DIRECTIONS FOR THIS TASK: Everything in the data should be repeated exactly, save for the images.
·····
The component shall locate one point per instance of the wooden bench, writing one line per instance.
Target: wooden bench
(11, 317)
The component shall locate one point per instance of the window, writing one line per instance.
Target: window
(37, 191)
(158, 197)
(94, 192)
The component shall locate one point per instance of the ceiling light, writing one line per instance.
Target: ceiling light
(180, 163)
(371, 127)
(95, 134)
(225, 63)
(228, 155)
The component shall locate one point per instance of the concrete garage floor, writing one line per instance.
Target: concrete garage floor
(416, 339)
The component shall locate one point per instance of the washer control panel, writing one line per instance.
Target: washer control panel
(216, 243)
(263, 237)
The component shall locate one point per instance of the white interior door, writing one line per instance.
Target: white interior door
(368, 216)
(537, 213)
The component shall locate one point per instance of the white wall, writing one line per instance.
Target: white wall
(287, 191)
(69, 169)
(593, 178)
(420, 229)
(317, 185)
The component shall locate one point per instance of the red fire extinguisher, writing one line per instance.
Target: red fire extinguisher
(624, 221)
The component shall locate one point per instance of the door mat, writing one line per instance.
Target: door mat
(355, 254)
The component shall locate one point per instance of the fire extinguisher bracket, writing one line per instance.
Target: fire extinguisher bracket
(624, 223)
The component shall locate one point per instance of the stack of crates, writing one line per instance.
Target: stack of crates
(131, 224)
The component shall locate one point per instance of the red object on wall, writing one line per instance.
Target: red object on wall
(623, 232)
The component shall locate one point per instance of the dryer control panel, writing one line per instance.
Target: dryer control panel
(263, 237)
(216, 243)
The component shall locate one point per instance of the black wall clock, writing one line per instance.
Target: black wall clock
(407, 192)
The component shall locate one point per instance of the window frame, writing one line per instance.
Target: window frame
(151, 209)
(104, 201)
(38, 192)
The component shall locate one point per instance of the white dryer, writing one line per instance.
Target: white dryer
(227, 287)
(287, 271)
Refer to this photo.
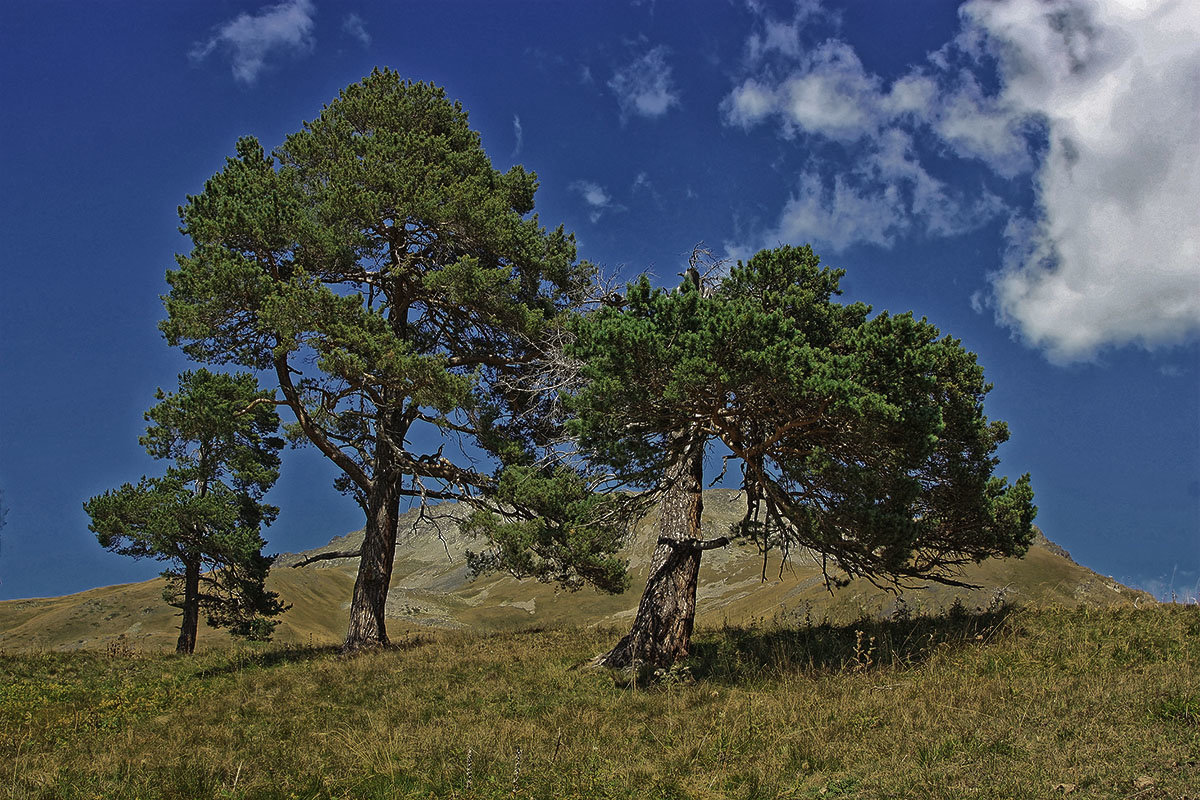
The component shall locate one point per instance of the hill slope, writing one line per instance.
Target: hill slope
(432, 588)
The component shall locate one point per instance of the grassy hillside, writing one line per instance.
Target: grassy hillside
(432, 589)
(1003, 704)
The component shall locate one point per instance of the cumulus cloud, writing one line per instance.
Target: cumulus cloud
(598, 199)
(645, 86)
(1096, 104)
(251, 40)
(1113, 256)
(354, 26)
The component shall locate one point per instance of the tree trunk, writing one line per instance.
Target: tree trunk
(661, 631)
(367, 627)
(191, 607)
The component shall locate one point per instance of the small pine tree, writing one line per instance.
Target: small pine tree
(204, 515)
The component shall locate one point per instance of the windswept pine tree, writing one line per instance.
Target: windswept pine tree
(861, 438)
(220, 433)
(397, 287)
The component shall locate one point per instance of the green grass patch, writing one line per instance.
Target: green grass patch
(993, 704)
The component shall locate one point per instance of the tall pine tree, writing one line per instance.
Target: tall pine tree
(397, 287)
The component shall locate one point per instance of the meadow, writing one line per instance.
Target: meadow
(995, 703)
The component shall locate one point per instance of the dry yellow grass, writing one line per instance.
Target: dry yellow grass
(1006, 704)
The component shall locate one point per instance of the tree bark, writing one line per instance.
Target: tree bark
(367, 626)
(661, 631)
(191, 607)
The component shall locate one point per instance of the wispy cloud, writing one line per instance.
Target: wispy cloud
(595, 196)
(1095, 106)
(517, 136)
(354, 25)
(251, 40)
(645, 86)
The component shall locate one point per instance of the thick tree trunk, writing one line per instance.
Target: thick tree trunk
(367, 627)
(661, 631)
(191, 607)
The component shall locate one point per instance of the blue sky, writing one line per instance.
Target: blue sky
(1025, 174)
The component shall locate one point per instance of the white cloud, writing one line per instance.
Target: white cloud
(1096, 103)
(1114, 254)
(354, 25)
(888, 194)
(517, 134)
(598, 199)
(250, 40)
(643, 86)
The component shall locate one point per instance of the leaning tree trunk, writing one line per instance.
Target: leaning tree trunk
·····
EXPECTED OUTPUT:
The component shall locate one point per instance of the wooden bench, writing one line per instance.
Target: wooden bench
(11, 317)
The component shall locate one point per instance of the window, writing one line per instance.
Target: window
(37, 191)
(158, 197)
(94, 192)
The component shall locate one point per instance of the ceiling light, writing one line per instance.
Target: ceiling light
(180, 163)
(371, 127)
(95, 134)
(225, 63)
(228, 155)
The component shall locate one point per instance of the concrete garage floor, writing one line per instance.
Target: concrete garage floor
(416, 339)
The component shall locate one point per instance of the washer control panel, writing one line per instance.
Target: washer control panel
(216, 243)
(263, 237)
The component shall locate one point per instance of the white interior door, writing one line per instance.
Target: white interior door
(368, 216)
(537, 213)
The component shall locate one point per instance of the white wall, writing one line per instance.
Target: white wall
(287, 191)
(69, 169)
(593, 178)
(420, 229)
(317, 185)
The component shall locate one point per instance of the red fire extinguisher, writing one line per instance.
Target: red fire extinguisher
(624, 221)
The component shall locate one point per instance of the door mat, writing one line per instance.
Target: door mat
(355, 254)
The component shall locate one point per instance of the fire extinguisher bracket, writing one line per instance.
Target: fire extinguisher bracket
(624, 223)
The component shall locate one point per instance of the stack of crates, writing one line per instance.
Target: stack of crates
(131, 224)
The component shall locate one point per instance of the red object on wall, writing one line per instance.
Target: red object on wall
(623, 232)
The component shall locate one point per instance of the dryer control panel, writing one line per instance.
Target: dryer control panel
(263, 237)
(216, 243)
The component shall locate one point per instance of the black wall clock, writing one line per instance.
Target: black wall clock
(407, 192)
The component shall locate one point per instance of the window frame, writing one line per instance.
Target: window frame
(151, 209)
(104, 201)
(38, 192)
The component shall locate one point per instance of the white dryer, writing one line per instance.
Target: white dryer
(227, 287)
(287, 271)
Refer to this photo.
The component shall locate one point per instance of the hill slope, writing one line per instance.
Target: hill slope
(432, 588)
The component shall locate one point per instance of the grassy hillside, writing one line per instance.
Target: grassy hillside
(432, 589)
(1003, 704)
The component shall locate one point per instance of the cumulus cloud, writing one line per instance.
Target: cumulus cloud
(598, 199)
(645, 86)
(1096, 104)
(251, 40)
(1113, 256)
(354, 26)
The component shall locate one point per instance of the tree trunk, writing one line per instance.
Target: tree trunk
(661, 631)
(367, 627)
(191, 607)
The component shall locate one point per instance of the small pine tree, writing one line per instance.
Target: small pine tree
(204, 515)
The component shall locate one point per instance of the windswept pine tree, writing one line per instance.
Target: windswept pine tree
(861, 438)
(220, 433)
(397, 287)
The component shall locate one point per instance of the green grass patch, writing one line per instance.
Target: green grass patch
(993, 704)
The component shall locate one point per instance of the tall pine tree, writing one line per instance.
Target: tall pine tree
(397, 287)
The component shall locate one point per instance of the meadow, writing one line per instance.
Target: meadow
(995, 703)
The component shall locate one point per instance of the dry yellow grass, writing one line per instance.
Target: dry yellow grass
(1006, 704)
The component shall locate one point per instance of the tree bark, writing one line per instance.
Target: tree bark
(367, 626)
(661, 631)
(191, 607)
The component shall locate one point per instance of the wispy cloud, writing one line per instance.
Target: wispy cloud
(595, 196)
(1095, 106)
(517, 136)
(354, 25)
(251, 40)
(645, 86)
The component shall locate one point per instance of the thick tree trunk, writing one line per instance.
Target: thick tree trunk
(367, 627)
(661, 631)
(191, 607)
The component shall locate one point per instance of the blue sky, writing one line per instance.
Target: blue sky
(1025, 174)
The component shall locate one point per instance of the white cloud, writing one line per instance.
Target: white cloud
(1096, 103)
(1114, 254)
(354, 25)
(888, 194)
(517, 134)
(598, 199)
(250, 40)
(643, 86)
The component shall locate one point per instance of the leaning tree trunk, writing one line per instance.
Target: leaning tree trunk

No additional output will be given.